» **EXERCISE PROMPT**
Gather each line in the entries below that contains the word "rear", and copy those lines.

» **DATASET CONTENT**
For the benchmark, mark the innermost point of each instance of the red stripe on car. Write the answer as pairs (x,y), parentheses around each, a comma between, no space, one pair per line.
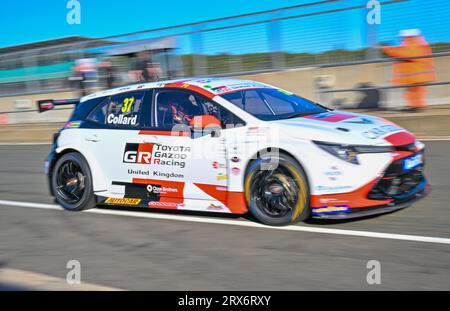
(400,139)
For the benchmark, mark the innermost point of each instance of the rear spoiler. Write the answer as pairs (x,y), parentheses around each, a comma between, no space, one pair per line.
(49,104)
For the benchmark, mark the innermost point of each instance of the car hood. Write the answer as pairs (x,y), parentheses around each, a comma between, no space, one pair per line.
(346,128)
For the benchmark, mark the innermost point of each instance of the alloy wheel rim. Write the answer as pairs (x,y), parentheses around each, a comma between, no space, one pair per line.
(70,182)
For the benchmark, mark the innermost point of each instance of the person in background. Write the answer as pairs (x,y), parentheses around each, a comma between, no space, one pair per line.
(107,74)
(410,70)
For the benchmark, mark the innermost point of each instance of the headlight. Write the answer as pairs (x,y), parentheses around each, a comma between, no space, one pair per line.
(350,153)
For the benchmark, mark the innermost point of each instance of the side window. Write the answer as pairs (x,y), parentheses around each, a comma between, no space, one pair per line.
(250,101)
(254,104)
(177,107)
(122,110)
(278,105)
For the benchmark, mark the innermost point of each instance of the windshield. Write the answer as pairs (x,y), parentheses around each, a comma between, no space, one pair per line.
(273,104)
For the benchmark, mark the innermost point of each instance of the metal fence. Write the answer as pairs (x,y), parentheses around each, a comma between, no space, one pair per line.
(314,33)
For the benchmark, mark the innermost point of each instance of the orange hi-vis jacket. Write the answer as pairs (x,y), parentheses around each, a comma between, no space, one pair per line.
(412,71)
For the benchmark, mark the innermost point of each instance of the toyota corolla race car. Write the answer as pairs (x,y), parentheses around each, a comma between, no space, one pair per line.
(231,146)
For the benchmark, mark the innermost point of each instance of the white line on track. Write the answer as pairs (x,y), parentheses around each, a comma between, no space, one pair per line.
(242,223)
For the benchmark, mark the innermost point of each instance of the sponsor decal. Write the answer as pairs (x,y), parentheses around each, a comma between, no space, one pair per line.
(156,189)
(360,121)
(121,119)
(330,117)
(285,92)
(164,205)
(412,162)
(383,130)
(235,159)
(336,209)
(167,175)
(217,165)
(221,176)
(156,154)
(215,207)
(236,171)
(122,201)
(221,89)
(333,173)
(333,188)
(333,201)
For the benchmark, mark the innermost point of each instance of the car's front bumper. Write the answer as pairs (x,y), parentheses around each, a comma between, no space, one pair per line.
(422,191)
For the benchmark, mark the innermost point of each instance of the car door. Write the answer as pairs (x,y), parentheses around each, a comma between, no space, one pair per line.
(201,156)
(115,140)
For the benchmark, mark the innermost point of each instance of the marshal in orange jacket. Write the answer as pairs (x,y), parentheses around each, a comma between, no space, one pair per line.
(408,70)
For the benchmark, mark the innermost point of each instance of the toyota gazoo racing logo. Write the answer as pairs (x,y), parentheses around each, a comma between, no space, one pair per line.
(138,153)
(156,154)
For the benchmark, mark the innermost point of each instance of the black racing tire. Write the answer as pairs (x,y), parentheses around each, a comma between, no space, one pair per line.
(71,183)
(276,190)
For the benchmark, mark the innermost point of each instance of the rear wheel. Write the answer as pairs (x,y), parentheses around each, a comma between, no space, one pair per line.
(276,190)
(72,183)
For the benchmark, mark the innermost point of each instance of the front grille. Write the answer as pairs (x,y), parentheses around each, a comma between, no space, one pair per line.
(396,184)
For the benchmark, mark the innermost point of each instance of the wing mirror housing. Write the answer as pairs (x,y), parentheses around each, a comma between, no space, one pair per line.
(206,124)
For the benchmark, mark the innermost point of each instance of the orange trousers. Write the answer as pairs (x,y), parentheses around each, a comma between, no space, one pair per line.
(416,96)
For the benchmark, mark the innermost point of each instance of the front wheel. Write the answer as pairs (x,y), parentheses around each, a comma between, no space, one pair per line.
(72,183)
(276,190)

--

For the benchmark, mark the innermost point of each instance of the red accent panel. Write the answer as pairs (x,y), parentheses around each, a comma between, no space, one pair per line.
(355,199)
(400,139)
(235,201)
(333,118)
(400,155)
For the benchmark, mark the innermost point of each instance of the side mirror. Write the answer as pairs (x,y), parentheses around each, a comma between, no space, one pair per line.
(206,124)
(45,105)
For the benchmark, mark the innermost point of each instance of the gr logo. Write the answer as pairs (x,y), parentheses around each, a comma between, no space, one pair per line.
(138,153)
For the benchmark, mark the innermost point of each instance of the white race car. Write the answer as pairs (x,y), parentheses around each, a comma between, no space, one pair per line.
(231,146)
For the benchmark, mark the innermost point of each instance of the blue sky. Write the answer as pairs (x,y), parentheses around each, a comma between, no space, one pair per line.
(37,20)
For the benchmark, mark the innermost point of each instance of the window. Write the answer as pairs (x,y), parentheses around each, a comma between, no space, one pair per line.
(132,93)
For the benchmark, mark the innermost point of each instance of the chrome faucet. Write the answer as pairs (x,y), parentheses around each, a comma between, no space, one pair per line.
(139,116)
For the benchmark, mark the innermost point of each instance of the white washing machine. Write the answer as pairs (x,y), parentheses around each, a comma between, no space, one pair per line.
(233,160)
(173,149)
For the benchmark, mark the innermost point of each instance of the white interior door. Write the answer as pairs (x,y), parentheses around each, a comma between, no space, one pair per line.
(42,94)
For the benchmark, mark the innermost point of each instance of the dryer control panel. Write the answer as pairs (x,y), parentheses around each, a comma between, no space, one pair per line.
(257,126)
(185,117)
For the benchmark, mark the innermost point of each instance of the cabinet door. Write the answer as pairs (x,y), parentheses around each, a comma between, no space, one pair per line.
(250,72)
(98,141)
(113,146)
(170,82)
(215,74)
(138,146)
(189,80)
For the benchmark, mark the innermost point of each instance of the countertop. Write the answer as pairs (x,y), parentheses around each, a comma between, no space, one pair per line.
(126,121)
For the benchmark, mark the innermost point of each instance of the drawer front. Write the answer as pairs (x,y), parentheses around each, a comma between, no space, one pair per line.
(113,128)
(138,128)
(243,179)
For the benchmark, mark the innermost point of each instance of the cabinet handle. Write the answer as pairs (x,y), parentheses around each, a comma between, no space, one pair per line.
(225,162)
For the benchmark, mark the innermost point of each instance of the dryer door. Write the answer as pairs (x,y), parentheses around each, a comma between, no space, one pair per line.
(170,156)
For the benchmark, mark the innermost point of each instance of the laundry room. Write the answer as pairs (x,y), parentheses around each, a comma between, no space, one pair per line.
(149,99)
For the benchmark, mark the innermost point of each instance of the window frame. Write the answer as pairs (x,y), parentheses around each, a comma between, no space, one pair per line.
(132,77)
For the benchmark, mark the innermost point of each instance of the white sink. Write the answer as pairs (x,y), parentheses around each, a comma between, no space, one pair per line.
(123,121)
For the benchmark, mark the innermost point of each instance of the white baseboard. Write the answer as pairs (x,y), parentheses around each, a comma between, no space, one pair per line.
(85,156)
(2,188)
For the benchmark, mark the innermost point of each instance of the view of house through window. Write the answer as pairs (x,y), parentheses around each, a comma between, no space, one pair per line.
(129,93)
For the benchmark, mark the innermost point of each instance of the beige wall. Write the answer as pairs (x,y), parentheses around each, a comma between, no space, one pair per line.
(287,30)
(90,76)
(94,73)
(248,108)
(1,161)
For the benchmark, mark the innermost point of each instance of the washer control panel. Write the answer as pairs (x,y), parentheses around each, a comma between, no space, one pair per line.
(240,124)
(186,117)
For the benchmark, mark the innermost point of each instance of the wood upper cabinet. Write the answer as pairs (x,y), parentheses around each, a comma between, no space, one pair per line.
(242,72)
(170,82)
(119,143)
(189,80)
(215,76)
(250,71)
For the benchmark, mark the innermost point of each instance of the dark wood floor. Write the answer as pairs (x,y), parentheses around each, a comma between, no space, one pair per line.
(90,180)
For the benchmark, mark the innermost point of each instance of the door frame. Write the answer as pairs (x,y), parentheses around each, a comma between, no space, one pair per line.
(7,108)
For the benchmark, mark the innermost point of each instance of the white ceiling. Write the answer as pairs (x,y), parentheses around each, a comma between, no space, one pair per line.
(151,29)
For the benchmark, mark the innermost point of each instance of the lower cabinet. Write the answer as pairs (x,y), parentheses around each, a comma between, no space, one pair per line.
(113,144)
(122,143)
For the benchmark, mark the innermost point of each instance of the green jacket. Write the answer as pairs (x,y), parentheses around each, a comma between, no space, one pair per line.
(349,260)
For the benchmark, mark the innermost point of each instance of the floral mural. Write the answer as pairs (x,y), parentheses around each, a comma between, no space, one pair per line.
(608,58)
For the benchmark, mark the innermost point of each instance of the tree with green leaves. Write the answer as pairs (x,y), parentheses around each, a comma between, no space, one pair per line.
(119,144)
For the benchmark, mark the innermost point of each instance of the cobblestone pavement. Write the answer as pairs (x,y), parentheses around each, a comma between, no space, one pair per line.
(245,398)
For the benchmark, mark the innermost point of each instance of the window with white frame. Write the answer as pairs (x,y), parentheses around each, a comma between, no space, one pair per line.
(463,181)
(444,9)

---

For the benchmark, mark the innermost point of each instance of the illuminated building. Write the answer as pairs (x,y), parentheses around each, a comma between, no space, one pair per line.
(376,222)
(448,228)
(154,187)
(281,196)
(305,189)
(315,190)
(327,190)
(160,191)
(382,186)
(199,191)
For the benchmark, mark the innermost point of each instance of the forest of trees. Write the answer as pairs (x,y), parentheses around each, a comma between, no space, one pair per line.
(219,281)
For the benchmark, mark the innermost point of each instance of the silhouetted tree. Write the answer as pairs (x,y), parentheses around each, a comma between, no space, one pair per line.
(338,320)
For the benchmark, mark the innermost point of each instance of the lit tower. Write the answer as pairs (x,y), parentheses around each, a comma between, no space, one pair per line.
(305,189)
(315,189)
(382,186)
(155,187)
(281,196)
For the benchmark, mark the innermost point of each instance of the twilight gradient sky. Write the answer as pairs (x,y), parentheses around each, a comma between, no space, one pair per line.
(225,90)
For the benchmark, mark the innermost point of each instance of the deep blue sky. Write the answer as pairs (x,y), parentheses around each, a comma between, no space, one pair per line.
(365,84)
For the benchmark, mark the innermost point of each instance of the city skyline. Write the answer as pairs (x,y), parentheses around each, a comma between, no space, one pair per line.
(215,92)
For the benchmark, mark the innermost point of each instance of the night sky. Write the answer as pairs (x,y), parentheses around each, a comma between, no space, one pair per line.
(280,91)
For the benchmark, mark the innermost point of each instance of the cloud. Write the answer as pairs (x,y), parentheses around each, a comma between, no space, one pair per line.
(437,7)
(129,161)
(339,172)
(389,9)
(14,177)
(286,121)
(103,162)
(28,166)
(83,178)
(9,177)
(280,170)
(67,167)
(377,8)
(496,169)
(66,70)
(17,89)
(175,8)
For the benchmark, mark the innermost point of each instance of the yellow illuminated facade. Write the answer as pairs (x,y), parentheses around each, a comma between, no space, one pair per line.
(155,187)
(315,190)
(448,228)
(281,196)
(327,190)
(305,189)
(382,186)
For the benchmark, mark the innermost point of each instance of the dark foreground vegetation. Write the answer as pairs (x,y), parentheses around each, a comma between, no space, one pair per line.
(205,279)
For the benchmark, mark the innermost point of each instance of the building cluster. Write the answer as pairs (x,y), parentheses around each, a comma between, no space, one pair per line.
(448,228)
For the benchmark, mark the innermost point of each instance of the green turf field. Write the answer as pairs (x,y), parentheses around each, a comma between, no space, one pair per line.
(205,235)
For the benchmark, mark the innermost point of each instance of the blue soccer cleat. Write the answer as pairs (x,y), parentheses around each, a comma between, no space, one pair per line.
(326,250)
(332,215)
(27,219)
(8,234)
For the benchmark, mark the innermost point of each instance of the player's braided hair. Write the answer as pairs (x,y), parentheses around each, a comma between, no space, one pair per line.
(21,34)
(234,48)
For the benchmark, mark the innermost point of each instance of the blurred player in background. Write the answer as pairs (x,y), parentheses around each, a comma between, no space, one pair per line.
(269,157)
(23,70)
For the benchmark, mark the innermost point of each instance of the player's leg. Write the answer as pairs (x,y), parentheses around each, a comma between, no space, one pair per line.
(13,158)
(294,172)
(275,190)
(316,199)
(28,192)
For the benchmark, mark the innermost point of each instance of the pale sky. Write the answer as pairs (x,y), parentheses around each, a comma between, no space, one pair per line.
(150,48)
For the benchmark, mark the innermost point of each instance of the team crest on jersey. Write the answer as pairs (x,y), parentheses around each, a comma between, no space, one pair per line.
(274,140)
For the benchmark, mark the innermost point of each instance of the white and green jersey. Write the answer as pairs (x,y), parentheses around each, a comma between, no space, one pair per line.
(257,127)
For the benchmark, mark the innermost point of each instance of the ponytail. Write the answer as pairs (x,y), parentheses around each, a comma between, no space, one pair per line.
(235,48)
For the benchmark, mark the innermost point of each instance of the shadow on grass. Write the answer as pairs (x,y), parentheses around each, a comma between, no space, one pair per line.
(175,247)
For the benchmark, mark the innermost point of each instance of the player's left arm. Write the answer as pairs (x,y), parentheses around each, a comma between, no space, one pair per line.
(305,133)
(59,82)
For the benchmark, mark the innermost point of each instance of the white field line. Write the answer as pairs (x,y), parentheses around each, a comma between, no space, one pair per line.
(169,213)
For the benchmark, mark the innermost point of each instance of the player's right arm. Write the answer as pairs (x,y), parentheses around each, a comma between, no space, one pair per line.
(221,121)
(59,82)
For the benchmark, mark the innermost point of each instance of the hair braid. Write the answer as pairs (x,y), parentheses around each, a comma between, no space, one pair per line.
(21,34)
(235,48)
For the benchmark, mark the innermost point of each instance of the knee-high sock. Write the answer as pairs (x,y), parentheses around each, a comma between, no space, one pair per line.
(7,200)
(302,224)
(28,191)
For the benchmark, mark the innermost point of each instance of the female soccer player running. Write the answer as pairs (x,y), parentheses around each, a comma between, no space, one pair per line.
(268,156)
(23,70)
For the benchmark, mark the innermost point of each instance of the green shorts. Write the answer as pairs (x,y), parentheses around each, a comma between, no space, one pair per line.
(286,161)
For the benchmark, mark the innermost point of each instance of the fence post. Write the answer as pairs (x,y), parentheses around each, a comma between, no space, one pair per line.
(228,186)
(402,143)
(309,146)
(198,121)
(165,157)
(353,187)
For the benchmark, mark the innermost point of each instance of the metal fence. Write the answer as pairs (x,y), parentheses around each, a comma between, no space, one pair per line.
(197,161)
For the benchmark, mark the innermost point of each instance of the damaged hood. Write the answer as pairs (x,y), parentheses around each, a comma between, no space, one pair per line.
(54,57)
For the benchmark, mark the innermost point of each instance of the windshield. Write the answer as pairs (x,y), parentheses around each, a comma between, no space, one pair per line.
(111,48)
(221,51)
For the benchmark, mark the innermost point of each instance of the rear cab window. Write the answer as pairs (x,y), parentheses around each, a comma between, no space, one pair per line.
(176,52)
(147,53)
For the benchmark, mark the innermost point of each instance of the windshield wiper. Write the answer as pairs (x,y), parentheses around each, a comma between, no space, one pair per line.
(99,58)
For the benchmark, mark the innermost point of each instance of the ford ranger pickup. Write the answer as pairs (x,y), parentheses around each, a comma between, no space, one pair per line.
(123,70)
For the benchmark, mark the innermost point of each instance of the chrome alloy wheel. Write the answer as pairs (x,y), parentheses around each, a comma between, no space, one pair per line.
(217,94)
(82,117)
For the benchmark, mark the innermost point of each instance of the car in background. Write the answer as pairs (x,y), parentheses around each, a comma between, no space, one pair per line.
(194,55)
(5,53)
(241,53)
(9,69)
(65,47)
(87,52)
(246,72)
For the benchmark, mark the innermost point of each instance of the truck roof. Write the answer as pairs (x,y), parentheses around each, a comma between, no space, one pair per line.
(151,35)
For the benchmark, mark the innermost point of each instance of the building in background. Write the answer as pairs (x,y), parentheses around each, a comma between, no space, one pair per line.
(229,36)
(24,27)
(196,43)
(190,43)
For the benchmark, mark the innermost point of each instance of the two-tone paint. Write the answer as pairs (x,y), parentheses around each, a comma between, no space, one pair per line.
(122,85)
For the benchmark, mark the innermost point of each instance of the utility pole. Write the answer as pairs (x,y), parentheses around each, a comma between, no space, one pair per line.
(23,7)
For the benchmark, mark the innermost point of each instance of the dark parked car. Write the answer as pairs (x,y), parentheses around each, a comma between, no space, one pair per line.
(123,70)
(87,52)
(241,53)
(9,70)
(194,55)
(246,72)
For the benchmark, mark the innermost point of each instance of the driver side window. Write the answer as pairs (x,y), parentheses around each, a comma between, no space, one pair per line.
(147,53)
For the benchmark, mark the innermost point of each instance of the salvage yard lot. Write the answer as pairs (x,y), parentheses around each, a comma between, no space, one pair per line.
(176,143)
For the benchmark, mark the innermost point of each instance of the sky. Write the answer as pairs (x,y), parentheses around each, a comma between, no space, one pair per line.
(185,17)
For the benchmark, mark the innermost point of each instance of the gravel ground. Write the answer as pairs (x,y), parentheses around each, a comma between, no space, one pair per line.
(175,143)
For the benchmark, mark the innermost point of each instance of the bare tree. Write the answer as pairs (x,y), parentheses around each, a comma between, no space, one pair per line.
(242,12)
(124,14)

» **RESPONSE TO THIS TASK**
For the benchmark, mark the innermost point of each instance of the rear spoiler. Write the answer as pairs (x,y), parentheses around each, a comma between, no space, one pair per line.
For the benchmark, mark the innermost point of each instance of the rear wheel. Write the answer as pairs (x,y), parentheses around each, a comma between, no space, one pair per line.
For the benchmark, mark the innermost point of each instance of the rear cab window. Write the answer as pairs (x,y), parentheses around each, a comma between, no space, one pair per line.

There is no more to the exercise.